Reproduce the data below word for word, keeping every line exactly as it appears.

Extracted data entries
┌────────

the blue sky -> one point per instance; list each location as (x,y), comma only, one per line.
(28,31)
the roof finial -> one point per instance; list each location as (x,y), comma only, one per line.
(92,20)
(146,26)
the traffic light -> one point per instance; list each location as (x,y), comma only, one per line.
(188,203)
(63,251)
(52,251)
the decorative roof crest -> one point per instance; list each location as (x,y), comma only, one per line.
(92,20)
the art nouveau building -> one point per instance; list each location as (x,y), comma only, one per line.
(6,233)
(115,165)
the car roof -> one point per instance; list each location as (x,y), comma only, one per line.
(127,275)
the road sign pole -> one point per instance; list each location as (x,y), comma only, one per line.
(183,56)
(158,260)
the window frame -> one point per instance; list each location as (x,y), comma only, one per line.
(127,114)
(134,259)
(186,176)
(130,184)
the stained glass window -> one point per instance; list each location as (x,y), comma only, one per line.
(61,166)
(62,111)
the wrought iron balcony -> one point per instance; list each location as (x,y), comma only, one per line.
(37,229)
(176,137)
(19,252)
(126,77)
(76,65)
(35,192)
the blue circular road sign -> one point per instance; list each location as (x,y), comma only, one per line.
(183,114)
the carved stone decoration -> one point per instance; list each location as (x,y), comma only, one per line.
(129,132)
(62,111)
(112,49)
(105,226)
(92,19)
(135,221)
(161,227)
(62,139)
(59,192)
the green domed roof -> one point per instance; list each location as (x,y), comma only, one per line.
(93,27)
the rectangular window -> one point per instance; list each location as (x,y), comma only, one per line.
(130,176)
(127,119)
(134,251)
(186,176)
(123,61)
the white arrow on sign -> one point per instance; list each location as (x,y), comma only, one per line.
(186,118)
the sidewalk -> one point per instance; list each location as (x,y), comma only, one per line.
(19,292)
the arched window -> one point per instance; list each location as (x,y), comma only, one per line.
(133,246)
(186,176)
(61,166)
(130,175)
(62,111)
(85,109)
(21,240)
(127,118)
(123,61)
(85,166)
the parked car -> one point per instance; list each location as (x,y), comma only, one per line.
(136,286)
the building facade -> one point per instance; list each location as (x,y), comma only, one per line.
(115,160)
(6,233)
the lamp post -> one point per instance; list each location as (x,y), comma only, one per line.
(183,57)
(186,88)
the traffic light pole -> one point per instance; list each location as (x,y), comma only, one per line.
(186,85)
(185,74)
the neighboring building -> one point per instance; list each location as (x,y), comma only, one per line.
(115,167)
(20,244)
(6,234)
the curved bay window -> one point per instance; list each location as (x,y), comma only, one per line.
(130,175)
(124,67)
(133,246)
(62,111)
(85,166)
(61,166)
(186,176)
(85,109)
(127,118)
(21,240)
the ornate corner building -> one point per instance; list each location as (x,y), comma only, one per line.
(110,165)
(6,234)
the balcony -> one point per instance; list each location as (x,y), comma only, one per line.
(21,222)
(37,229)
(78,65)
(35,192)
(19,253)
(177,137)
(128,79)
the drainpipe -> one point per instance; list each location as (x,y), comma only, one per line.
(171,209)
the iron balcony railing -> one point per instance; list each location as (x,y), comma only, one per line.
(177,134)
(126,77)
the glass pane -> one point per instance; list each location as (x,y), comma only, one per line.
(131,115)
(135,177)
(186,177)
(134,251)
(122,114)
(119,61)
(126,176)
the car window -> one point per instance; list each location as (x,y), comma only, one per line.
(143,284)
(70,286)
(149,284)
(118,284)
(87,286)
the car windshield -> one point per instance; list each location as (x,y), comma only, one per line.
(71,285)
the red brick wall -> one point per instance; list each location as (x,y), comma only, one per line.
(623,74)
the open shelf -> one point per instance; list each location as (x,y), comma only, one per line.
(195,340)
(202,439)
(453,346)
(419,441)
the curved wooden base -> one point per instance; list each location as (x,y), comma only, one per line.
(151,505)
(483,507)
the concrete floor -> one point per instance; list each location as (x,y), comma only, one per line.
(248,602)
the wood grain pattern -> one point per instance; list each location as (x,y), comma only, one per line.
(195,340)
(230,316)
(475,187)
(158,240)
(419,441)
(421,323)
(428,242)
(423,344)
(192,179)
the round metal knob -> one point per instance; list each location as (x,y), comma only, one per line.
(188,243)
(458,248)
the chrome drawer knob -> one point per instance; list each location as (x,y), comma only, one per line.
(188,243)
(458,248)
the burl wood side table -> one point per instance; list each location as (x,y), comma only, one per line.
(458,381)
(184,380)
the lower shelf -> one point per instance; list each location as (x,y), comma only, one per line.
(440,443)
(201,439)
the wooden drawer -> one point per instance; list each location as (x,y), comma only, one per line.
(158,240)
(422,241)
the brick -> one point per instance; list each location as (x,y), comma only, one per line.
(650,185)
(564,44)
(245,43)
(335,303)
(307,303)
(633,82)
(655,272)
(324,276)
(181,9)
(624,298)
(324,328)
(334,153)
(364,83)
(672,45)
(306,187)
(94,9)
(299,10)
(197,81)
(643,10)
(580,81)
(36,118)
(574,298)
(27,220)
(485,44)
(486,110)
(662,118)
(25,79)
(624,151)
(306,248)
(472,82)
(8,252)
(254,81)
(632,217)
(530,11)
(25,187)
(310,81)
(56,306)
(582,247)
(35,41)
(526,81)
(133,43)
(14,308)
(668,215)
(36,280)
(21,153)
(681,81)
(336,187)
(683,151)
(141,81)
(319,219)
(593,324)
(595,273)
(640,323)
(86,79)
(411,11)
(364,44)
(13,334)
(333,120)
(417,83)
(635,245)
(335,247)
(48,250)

└────────

Answer to the exercise:
the blue sky -> one point per instance; list each location as (x,y), comma only, one per line.
(28,31)
the roof finial -> one point per instance; list each location as (x,y), comma only, one per line.
(92,20)
(146,26)
the traffic light -> one point per instance; list each location as (x,y), comma only, one per line.
(188,203)
(63,251)
(52,251)
the decorative roof crest -> one point per instance; list each location as (x,y), comma only, one per line.
(92,20)
the art nouveau building -> one point per instance; list each location as (x,y), comma only, one per line.
(6,233)
(115,165)
the car roof -> one point per instance; list each location as (x,y), comma only, one per line.
(127,275)
the road sign pole -> one point per instance; list each location as (x,y), comma only, one per line.
(183,56)
(158,260)
the window frame -> one point per instance; list each location as (x,y), comma only, one per line.
(127,114)
(134,259)
(186,176)
(130,184)
the stained glass window -> one point per instance; list each location as (x,y), comma only, one per line.
(61,166)
(62,111)
the wrought iron balcony -> one point per instance; list each location as (x,y), comma only, one per line.
(37,229)
(176,137)
(19,252)
(126,77)
(76,65)
(35,192)
the blue circular road sign -> one point per instance; list each location as (x,y), comma only, one per line.
(183,114)
the carved stone decoration -> one point per instance; list each location as (x,y), comma only, one per line.
(129,132)
(62,111)
(112,49)
(105,226)
(92,19)
(135,221)
(161,227)
(62,139)
(59,192)
the green domed roof -> one point per instance; list each location as (x,y), comma only, one per line.
(93,27)
the rectangular window -> one point per instance; list each location as (x,y), comma only, one per line.
(130,176)
(127,119)
(134,251)
(186,176)
(123,61)
the white arrow on sign -> one point per instance; list each location as (x,y), comma only, one per line.
(186,118)
the sidewalk -> one point per instance; list each location as (x,y), comma only, one per line.
(19,292)
the arched window -> one point per instance; list each location as (x,y), comma only, one per line.
(133,246)
(186,176)
(61,166)
(130,175)
(62,111)
(85,109)
(21,240)
(127,118)
(123,61)
(85,166)
the parked car -> one point per instance; list each location as (x,y), comma only, one per line.
(136,286)
the building facade -> one point per instance; list each location as (x,y), comma only, one per line.
(115,160)
(6,233)
the lamp post -> one point per instance; list each location as (x,y), comma only, one per line.
(183,57)
(186,88)
the traffic light pole -> one point per instance; list each location as (x,y), comma only, one per line.
(186,85)
(185,74)
the neighboring building -> one point per instance; list each location as (x,y), comma only, one per line.
(115,167)
(20,244)
(6,234)
the curved bay window -> one point per instance; list each location as (x,y), comma only, one per line.
(130,175)
(124,67)
(133,246)
(62,111)
(85,166)
(61,166)
(186,176)
(85,109)
(127,118)
(21,240)
the ornate corner building -> one point per instance; list each location as (x,y), comma only, one per line.
(110,165)
(6,234)
the balcony -> one point per instance; list each location as (x,y), comma only, one per line.
(21,222)
(37,229)
(78,65)
(35,192)
(19,253)
(177,137)
(128,79)
the drainpipe -> one point per instance; list each location as (x,y), comma only, one per line.
(171,209)
the iron balcony railing -> one point per instance; list each location as (x,y), comma only, one per line.
(177,134)
(126,77)
the glass pane -> one point per instance; list each location as (x,y), comma only, one per line.
(131,115)
(135,177)
(186,177)
(134,251)
(122,114)
(119,61)
(126,176)
the car window -> one point per instance; list each location as (x,y), comma only, one per line.
(143,284)
(70,286)
(149,284)
(118,284)
(87,286)
the car windshield -> one point per instance; list each location as (x,y), comma only, one per line.
(71,285)
the red brick wall -> one point per instance; list each location as (x,y), comma only, one per line.
(623,74)
the open shelf -> one point per instance; list each location as (x,y), comma only, one per line.
(195,340)
(202,439)
(453,346)
(419,441)
the curved wooden base -> one point per instance; list each location as (x,y), comma only, one per line.
(151,505)
(483,507)
the concrete floor -> one point per instance; list each location as (x,y), comma only, one per line.
(248,602)
the wood grain pattern -> one point per instance; list each location as (x,y), comma only, one per line.
(195,340)
(230,316)
(475,187)
(158,240)
(419,441)
(421,323)
(428,242)
(423,344)
(192,179)
the round metal knob -> one point per instance; list each location as (x,y), comma only, one per line.
(188,243)
(458,248)
the chrome drawer knob -> one point per instance; list each location as (x,y), comma only, one per line.
(188,243)
(458,248)
the burl wood side table -> one point per instance; list each location as (x,y), comma only, one per line.
(458,381)
(184,380)
the lower shelf -> one point per instance; list each location as (x,y), comma only, one per line.
(440,443)
(201,439)
the wooden drawer -> one point per instance; list each location as (x,y), comma only, one per line.
(158,240)
(422,241)
the brick -> one point per instance; list each location as (x,y), comma only, one per line.
(650,185)
(564,44)
(245,43)
(335,303)
(307,303)
(633,82)
(655,272)
(324,276)
(181,9)
(624,298)
(324,328)
(334,153)
(364,83)
(672,45)
(306,187)
(94,9)
(299,10)
(197,81)
(643,10)
(580,81)
(36,118)
(574,298)
(27,220)
(485,44)
(486,110)
(662,118)
(25,79)
(624,151)
(306,248)
(472,82)
(8,252)
(254,81)
(632,217)
(530,11)
(25,187)
(310,81)
(56,306)
(582,247)
(35,41)
(526,81)
(133,43)
(14,308)
(668,215)
(36,280)
(21,153)
(681,81)
(336,187)
(683,151)
(141,81)
(319,219)
(593,324)
(595,273)
(640,323)
(86,79)
(411,11)
(364,44)
(13,334)
(333,120)
(417,83)
(635,245)
(335,247)
(48,250)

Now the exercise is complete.